# STATED TASK:
Find and copy out every line in the listing below that contains the word "grass".

## Start RECORDS PROVIDED

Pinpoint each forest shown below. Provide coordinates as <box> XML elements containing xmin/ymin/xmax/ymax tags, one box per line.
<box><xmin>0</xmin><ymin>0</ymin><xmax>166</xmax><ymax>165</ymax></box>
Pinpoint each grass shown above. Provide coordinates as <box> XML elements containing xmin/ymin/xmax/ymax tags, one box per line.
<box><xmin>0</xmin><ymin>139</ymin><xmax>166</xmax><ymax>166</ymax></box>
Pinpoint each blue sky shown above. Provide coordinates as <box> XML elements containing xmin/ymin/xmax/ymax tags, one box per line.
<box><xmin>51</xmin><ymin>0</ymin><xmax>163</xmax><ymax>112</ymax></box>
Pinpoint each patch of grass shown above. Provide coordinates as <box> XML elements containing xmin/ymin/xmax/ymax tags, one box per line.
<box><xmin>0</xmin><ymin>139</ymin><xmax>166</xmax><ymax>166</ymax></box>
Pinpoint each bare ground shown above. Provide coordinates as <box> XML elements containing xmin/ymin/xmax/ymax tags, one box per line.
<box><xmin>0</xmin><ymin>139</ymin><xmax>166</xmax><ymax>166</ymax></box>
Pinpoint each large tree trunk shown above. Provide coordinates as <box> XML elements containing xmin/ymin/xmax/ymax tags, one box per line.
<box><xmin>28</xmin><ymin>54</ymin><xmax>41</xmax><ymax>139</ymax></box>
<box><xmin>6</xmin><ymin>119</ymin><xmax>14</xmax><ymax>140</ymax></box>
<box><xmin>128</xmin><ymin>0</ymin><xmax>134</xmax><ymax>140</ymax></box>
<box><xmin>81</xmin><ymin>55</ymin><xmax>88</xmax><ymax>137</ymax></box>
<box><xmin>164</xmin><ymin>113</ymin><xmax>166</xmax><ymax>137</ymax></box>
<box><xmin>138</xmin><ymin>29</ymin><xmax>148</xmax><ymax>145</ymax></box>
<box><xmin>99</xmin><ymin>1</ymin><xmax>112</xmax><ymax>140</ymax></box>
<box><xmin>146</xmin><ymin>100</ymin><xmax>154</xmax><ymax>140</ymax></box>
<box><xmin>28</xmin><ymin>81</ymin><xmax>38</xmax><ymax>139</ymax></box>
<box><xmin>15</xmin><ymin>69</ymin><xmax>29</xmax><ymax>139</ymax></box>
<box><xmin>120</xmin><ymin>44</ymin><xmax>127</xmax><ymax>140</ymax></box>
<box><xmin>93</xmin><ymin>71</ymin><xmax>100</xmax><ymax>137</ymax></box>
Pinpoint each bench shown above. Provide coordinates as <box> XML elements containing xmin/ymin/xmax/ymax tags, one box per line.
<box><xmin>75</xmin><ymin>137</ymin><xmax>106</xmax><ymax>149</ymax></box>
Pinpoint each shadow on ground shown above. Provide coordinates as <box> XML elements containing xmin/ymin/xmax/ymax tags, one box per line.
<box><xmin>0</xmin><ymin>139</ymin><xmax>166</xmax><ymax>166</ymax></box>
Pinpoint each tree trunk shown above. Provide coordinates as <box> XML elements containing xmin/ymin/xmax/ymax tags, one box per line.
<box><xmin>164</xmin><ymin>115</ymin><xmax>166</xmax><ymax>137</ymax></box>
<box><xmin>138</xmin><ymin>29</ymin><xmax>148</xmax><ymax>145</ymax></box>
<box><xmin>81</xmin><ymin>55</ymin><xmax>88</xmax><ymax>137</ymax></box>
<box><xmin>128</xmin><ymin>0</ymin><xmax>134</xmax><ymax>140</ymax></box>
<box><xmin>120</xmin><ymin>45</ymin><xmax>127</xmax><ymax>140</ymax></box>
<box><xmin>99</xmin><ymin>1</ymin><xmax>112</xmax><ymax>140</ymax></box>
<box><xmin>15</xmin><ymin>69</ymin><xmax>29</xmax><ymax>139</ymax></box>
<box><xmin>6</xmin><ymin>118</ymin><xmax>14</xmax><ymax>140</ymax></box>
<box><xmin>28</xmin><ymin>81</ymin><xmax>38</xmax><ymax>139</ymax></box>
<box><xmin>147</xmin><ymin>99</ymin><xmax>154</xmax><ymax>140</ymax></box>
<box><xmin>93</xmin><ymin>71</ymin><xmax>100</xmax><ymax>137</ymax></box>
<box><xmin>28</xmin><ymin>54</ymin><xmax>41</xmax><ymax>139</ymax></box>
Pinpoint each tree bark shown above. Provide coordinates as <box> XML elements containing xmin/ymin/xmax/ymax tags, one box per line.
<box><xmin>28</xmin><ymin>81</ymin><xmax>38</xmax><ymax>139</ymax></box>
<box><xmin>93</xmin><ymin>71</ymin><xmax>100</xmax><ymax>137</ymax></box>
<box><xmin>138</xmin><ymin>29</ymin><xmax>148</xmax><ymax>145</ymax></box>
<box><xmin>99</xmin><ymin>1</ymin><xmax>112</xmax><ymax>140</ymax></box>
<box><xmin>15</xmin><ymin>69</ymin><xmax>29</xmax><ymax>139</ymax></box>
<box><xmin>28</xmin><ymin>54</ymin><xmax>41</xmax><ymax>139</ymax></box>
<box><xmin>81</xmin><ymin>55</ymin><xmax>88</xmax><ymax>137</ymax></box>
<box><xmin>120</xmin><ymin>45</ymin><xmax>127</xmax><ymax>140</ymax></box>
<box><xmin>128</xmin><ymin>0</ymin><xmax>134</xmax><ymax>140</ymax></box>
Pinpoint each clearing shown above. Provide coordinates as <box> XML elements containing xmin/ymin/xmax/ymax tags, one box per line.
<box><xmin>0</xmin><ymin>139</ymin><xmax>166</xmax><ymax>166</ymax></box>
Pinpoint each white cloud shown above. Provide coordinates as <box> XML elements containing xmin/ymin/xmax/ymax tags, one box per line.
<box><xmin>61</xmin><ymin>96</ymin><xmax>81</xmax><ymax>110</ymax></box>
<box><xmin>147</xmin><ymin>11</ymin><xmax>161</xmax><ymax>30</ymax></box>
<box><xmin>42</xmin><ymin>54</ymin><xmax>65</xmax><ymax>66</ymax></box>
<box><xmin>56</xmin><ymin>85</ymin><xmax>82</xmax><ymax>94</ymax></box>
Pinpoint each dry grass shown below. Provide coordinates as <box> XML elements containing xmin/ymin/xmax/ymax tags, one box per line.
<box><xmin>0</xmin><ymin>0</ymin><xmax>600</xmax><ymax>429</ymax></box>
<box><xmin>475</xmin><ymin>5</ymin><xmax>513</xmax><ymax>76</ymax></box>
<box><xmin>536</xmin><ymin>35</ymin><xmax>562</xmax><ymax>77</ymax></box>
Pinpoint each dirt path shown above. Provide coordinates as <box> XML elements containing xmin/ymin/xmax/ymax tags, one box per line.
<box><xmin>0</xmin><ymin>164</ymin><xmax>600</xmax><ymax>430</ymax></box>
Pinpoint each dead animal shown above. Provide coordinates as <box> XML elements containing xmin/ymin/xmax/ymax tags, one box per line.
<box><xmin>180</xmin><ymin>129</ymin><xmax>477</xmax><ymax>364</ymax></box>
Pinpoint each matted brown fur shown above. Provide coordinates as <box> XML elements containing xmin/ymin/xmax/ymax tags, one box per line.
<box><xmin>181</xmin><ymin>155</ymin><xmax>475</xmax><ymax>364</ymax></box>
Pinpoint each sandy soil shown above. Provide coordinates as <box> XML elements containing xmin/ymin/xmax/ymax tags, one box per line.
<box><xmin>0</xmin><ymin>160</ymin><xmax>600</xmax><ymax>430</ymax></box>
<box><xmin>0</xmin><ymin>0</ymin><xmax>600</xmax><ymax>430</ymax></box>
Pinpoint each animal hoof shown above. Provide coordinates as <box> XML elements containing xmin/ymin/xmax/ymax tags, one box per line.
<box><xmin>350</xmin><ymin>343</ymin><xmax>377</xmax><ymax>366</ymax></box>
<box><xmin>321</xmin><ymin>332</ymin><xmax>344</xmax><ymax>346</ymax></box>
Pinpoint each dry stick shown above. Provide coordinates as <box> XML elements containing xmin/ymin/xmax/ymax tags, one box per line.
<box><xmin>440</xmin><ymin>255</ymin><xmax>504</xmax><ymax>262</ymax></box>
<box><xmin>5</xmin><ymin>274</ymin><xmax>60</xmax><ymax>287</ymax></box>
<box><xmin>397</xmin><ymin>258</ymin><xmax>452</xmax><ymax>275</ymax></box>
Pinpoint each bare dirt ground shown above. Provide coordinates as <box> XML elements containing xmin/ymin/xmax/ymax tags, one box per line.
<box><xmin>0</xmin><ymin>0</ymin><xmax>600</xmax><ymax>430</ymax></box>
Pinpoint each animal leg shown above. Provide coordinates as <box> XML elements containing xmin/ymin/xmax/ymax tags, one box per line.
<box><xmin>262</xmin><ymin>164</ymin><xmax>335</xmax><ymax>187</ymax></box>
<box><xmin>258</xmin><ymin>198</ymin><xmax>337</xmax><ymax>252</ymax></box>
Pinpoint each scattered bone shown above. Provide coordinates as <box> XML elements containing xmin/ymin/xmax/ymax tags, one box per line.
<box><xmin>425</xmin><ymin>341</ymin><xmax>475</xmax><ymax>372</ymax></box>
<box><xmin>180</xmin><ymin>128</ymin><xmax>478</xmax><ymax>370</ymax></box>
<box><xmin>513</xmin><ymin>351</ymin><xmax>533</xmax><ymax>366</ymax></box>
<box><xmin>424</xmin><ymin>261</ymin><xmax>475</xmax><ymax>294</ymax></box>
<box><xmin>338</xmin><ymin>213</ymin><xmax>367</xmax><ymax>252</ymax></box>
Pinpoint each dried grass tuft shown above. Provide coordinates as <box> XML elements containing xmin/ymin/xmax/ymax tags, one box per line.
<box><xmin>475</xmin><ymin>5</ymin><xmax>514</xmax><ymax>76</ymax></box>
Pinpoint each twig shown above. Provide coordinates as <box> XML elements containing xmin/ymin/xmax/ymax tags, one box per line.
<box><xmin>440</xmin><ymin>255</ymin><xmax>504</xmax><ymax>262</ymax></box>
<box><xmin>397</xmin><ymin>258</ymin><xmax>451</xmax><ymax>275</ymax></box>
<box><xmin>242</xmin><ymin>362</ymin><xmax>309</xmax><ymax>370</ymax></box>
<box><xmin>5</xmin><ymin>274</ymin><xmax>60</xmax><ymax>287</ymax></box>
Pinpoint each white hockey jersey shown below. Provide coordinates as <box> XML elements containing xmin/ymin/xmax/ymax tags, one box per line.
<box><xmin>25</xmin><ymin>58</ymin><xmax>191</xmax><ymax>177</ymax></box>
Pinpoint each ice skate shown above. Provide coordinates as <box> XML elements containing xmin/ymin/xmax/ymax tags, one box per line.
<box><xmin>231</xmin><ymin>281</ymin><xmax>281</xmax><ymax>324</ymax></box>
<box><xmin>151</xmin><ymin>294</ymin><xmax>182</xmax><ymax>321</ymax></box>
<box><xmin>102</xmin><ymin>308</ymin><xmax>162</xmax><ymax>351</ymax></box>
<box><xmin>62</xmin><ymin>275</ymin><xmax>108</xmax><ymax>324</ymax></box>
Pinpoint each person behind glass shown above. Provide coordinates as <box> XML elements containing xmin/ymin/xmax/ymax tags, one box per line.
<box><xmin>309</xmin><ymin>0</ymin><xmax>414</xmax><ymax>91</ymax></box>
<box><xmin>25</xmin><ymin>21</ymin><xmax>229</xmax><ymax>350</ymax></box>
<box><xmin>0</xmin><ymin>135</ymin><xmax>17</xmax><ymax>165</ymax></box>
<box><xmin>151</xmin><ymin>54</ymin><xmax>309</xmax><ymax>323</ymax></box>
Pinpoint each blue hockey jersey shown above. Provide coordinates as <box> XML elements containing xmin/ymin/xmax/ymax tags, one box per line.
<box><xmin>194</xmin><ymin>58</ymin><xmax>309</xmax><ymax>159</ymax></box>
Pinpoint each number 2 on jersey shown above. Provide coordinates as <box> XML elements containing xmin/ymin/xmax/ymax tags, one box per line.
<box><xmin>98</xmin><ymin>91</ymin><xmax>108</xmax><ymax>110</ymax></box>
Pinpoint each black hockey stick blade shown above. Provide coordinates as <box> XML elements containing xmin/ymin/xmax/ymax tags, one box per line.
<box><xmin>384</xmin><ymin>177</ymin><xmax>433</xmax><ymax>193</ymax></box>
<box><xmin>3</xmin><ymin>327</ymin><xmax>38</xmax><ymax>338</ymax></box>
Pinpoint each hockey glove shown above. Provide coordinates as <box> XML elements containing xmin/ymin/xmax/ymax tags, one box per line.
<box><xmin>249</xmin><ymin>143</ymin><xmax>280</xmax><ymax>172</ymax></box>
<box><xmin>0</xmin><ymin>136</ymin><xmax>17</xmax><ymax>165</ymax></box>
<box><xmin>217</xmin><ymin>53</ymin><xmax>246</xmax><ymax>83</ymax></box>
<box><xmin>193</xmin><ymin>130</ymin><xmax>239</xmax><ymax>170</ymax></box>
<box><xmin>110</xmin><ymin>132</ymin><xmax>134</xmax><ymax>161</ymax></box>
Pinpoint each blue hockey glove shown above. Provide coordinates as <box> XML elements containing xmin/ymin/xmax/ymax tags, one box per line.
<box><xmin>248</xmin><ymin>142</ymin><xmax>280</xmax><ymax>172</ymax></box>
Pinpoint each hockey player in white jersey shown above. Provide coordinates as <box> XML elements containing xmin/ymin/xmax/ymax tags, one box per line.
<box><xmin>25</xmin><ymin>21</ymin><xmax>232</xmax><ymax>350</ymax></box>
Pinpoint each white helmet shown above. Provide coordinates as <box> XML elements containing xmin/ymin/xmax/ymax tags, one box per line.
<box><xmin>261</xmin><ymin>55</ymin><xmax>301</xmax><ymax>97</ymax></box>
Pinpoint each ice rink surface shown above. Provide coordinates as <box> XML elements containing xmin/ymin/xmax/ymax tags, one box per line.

## End RECORDS PROVIDED

# EXERCISE OUTPUT:
Pinpoint each grass shown above. Provide coordinates as <box> XML elements containing xmin/ymin/xmax/ymax tags, one box per line.
Pinpoint each patch of grass shown above. Provide coordinates as <box> XML elements containing xmin/ymin/xmax/ymax tags, one box per line.
Pinpoint each dry grass shown below. Provide coordinates as <box> XML elements containing xmin/ymin/xmax/ymax tags, one box per line.
Pinpoint each dried grass tuft shown above. Provide coordinates as <box> XML elements containing xmin/ymin/xmax/ymax tags, one box per line.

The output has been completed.